LISTED RECORDS:
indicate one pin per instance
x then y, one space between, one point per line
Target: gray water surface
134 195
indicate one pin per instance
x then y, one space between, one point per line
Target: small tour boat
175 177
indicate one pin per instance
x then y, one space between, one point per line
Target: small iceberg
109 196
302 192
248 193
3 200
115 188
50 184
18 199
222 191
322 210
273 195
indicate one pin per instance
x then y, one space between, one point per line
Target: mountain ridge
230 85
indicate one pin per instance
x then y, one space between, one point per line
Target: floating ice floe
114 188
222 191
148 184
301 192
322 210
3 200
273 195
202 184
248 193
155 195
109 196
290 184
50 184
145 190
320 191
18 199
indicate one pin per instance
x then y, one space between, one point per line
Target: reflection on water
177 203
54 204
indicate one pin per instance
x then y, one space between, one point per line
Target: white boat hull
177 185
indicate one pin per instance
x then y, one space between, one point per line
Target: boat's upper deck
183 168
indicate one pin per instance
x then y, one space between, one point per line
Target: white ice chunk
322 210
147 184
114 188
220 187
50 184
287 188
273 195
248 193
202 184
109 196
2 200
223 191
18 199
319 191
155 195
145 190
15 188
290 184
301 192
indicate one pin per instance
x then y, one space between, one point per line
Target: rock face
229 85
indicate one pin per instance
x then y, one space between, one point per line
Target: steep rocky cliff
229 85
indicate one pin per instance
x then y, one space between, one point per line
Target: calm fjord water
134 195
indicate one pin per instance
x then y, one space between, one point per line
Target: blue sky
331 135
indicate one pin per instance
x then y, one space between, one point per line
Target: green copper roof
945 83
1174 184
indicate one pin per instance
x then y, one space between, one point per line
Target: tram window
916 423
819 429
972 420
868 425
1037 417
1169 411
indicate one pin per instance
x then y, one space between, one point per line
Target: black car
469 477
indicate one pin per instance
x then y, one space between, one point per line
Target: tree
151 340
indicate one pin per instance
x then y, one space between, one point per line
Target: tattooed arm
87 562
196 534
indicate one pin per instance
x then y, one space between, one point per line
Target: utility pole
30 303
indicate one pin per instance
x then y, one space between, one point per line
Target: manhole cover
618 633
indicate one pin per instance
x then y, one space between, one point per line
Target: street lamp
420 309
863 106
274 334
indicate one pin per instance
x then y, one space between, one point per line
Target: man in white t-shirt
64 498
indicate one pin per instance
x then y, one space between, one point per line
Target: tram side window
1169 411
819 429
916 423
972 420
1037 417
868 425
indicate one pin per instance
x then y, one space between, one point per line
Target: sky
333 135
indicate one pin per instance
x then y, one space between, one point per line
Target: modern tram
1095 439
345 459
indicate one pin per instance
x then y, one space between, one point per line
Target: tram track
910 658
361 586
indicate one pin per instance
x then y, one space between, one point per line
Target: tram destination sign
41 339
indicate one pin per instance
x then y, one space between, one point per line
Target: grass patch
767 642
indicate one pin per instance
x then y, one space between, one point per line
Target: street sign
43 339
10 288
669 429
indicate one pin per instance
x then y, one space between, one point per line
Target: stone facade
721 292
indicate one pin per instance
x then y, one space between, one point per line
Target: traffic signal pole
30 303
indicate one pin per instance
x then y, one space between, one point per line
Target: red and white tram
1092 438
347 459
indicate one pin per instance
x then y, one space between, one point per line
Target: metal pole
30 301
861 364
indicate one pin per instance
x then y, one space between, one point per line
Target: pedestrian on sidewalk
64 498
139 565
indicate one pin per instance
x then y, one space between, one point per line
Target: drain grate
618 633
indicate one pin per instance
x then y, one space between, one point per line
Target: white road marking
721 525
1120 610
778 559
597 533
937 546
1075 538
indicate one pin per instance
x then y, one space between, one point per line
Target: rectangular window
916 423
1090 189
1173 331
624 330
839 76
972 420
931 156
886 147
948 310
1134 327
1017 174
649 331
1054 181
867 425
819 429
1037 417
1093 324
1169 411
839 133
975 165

WHAT IS REQUIRED:
Reproduce each record exactly as it appears.

SOLUTION FOR THIS TASK:
indicate one pin per instance
x then y, one space between, one point per line
Target: gray water surface
134 195
indicate one pin per instance
x then y, one space between, one point per line
Target: small tour boat
175 177
indicate one pin per instance
x then y, one space between, one point per line
Target: small iceberg
109 196
302 192
248 193
3 200
115 188
50 184
18 199
222 191
322 210
273 195
indicate one pin per instance
x then y, one space between, one point per line
Target: mountain ridge
230 85
indicate one pin per instance
x then y, one space between, one point per line
Target: floating ice floe
114 188
222 191
148 184
301 192
322 210
3 200
273 195
202 184
248 193
155 195
109 196
290 184
50 184
145 190
320 191
18 199
indicate one pin per instance
x then y, one space between, one point per line
Target: reflection on water
177 203
54 204
indicate one pin per instance
x then y, one space between, one point per line
Target: white boat hull
177 185
indicate one pin per instance
x then y, one space between, one point per line
Target: boat's upper deck
183 168
indicate one pin per instance
x then y, one space between, one point per line
Target: white ice chunk
322 210
147 184
114 188
220 187
50 184
287 188
273 195
248 193
202 184
109 196
2 200
223 191
18 199
319 191
155 195
145 190
15 188
290 184
301 192
indicate one pin per instance
x then y, one space between, one point per line
Target: rock face
229 85
indicate one pin per instance
x then y, one space between, one point per line
Target: steep rocky cliff
229 85
indicate one pin per instance
x then y, one space between, one point per line
Target: calm fjord water
134 195
indicate one pin per instance
x then y, one space between, one point per line
Target: blue sky
331 135
indicate one pin per instance
x then y, one space between, one point per line
Target: green copper roof
945 83
1174 184
indicate one pin per instance
x then y, one space between, one point per line
Target: tram window
916 423
819 429
972 420
868 425
1037 417
1169 411
indicate one pin per instance
x then y, one space between, one point per line
Target: black car
469 477
indicate one pin per instance
x then y, one space between, one point per line
Target: tree
151 340
indicate one pin per instance
x then y, one space between, one point per line
Target: tattooed arm
87 562
196 534
indicate one pin per instance
x then y, one space between, one point per line
Target: utility pole
30 303
indicate one pin per instance
x then y, one space between, one point per line
Target: manhole cover
618 633
indicate one pin per instance
x then y, one space between, one point per line
Target: street lamp
420 309
863 106
274 334
indicate one pin per instance
x then y, one space between, one point per line
Target: man in white t-shirt
64 498
indicate one pin per instance
x then y, one space between, one point per line
Target: tram side window
1169 411
819 429
916 423
972 420
1037 417
868 425
indicate one pin per instance
x then y, one space between, one point per line
Target: sky
333 135
indicate one pin per instance
x then y, one space between, one point per line
Target: modern tram
1095 439
345 459
indicate one pin per instance
x then y, one space between, one point per line
Target: tram track
910 658
361 586
indicate one pin per instance
x then y, one space between, one point per line
Target: tram destination sign
41 339
indicate one pin per instance
x then y, one space between, one point per line
Target: grass patch
767 642
indicate one pin per instance
x then y, one space between, one point per line
Target: street sign
43 339
10 288
669 429
indicate one pin per instance
x then y, one space between, one point per line
Target: stone facade
721 292
indicate one pin per instance
x then y, one space between, one point per line
Target: traffic signal pole
30 303
indicate one pin per instance
x then y, one space between, one point per line
Target: red and white tram
1092 438
347 459
indicate one pin per instance
x then y, one space between, one point per line
Target: metal pole
30 301
861 364
indicate one pin per instance
x then y, one space between, one point per line
Target: pedestrian on sidewalk
64 498
139 565
indicate one pin per instance
x then y, one space between, one point per line
Target: drain grate
618 633
indicate one pin per instance
x then y, one space between, one point per line
Target: white road marking
721 525
1120 610
778 559
597 533
937 546
1075 538
indicate one pin per instance
x then y, one space between, one point per line
Target: rectangular window
916 423
1090 189
1173 331
624 330
839 76
972 420
931 156
886 147
948 310
1134 327
1017 174
649 331
1054 181
867 425
819 429
1037 417
1093 324
1169 411
839 133
975 165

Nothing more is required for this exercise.